(TASK BRIEF)
Write out the listing again, swapping "bounding box" for "enclosing rectangle" wherever it occurs and leaving everything else unchanged.

(DATA IN THIS EXERCISE)
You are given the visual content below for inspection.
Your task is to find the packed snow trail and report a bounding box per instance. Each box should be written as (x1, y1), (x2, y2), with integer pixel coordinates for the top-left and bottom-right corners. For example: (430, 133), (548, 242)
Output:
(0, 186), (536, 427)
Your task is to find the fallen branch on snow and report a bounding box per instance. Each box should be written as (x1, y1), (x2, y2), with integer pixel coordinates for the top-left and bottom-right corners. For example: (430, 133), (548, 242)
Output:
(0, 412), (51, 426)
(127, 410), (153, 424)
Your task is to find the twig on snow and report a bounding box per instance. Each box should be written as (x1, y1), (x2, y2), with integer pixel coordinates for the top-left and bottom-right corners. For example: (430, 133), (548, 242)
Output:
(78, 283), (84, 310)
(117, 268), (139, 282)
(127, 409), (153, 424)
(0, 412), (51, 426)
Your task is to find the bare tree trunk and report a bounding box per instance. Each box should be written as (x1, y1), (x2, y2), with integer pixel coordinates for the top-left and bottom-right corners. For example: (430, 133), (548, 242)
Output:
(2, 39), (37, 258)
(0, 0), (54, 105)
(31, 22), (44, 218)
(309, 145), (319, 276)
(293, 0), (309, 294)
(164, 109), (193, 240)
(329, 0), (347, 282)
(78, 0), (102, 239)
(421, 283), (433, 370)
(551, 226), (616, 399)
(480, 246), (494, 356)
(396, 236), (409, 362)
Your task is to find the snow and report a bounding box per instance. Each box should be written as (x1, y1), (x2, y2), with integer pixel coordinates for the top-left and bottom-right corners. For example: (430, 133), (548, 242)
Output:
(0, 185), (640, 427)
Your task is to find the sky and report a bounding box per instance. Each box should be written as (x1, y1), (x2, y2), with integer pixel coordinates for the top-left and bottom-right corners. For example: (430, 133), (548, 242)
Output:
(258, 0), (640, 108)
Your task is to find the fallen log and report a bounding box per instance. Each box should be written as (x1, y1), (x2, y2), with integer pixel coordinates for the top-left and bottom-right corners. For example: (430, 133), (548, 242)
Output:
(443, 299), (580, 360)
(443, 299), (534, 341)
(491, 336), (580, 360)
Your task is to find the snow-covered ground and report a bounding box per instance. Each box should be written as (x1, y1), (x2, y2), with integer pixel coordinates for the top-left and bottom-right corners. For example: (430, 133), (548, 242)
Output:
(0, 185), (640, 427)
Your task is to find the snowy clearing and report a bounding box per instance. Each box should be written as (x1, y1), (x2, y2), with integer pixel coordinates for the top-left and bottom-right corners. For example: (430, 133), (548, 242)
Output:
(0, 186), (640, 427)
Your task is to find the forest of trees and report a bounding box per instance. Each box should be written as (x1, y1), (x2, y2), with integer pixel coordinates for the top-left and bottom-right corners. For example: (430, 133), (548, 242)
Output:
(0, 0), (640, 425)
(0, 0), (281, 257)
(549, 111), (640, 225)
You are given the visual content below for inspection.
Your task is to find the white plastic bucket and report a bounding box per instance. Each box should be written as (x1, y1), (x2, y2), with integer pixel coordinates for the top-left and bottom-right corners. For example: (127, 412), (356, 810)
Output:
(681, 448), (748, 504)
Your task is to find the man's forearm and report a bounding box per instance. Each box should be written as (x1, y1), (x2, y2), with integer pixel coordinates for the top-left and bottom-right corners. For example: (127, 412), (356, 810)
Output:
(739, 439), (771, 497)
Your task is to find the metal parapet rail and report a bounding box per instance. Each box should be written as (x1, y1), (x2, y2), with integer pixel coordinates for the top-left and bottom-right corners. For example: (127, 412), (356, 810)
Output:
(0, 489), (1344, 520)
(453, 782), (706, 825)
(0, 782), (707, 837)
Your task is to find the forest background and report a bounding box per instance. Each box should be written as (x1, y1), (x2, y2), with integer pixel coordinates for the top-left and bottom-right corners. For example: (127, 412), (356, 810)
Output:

(FINAL RESULT)
You are given the visual content below for inspection.
Your task is to find the packed snow trail and report a enclosing rectangle per instance. Each box should be written as (x1, y1), (x2, y2), with integer pixel coordinates for the top-left and bottom-right corners. For example: (430, 133), (548, 242)
Output:
(0, 186), (536, 427)
Your task is to find the fallen branch on snow and report a enclosing rectangle per instance. Each box should be written as (x1, y1), (x2, y2), with integer pixel coordinates for the top-left and bottom-right corners. For example: (430, 133), (548, 242)
Output:
(0, 412), (51, 426)
(127, 410), (153, 424)
Your task is to find the twig on snow and report a enclosing rectangle per instance. Each box should be written as (x1, y1), (x2, y2), with integer pixel coordinates for the top-left and bottom-right corners. For example: (430, 133), (548, 242)
Output:
(78, 283), (84, 310)
(117, 268), (139, 282)
(127, 409), (153, 424)
(0, 412), (51, 426)
Your task is to find the bare tree trunk and report a enclosing rectangle per instance. Each box should be written as (x1, y1), (x2, y2), with integer pixel coordinates for the top-left and bottom-right corners. For example: (430, 133), (548, 242)
Output:
(2, 39), (37, 258)
(0, 0), (54, 105)
(31, 22), (44, 218)
(309, 145), (319, 276)
(293, 0), (309, 294)
(164, 109), (193, 240)
(329, 0), (347, 282)
(78, 0), (102, 239)
(421, 283), (433, 370)
(551, 226), (616, 399)
(480, 246), (494, 356)
(396, 236), (409, 362)
Your task is to find the snow and report a enclosing rectangle per instance. Each box should be written as (x1, y1), (x2, y2), with integer pixel coordinates for the top-left and bottom-right corners. For example: (430, 133), (548, 242)
Output:
(0, 185), (640, 427)
Your task is to find the sky and report a enclosing rectangle per instance. Each box should be written as (x1, y1), (x2, y2), with integer pixel coordinates for the top-left and bottom-right corners. For example: (430, 133), (548, 242)
Output:
(258, 0), (640, 108)
Your task is to find the fallen log and report a enclosing rectangle per instance. Each box should be written as (x1, y1), (x2, y2), with integer pixel coordinates for the top-left and bottom-right corners. For example: (430, 133), (548, 242)
Output:
(443, 299), (580, 360)
(443, 299), (534, 341)
(491, 336), (580, 360)
Your task is to find the snow-covered ground and report a enclosing rectangle per instance. Each box should be written as (x1, y1), (x2, y2), with integer pixel coordinates for the top-left and bottom-right corners. For example: (430, 133), (548, 242)
Output:
(0, 185), (640, 427)
Your task is to find the snowy clearing and report a enclosing rectangle per instance. Each box should be written as (x1, y1), (x2, y2), with integer pixel coordinates for the top-left and bottom-right corners. For example: (430, 133), (548, 242)
Output:
(0, 186), (640, 427)
Your task is to find the forest of trees and report a enclosing rectangle per instance. Each box should be written as (x1, y1), (x2, y2), with integer pixel coordinates for the top-left and bottom-right corners. For example: (430, 133), (548, 242)
Output:
(0, 0), (640, 425)
(0, 0), (281, 257)
(549, 111), (640, 225)
You are given the visual content below for inspection.
Your task is to find the white plastic bucket and report a enclosing rectangle per instance. Each box should be written as (x1, y1), (x2, y2), with integer pixel coordinates for the top-left and bottom-right corners. For example: (127, 412), (356, 810)
Output:
(681, 448), (748, 504)
Your task is to find the man's forearm and report a enclosing rectangle per instance. Each box should be written as (x1, y1), (x2, y2), with integer pixel coordinates for the top-left and bottom-right corners. For example: (127, 412), (356, 810)
Output:
(739, 439), (771, 497)
Your task is to find the metal parapet rail and report a enclosing rectangle per instance. Each box should be written as (x1, y1), (x2, y2), with integer pixel coordinates for the top-left and bottom-right corners. For example: (127, 412), (356, 810)
Output:
(0, 489), (1344, 520)
(453, 782), (706, 825)
(0, 782), (707, 837)
Your task is to find the forest background and report a enclosing rectangle per instance. Each box should be written as (x1, y1), (x2, y2), with integer pixel coordinates for the top-left and bottom-right corners. For example: (127, 412), (356, 810)
Output:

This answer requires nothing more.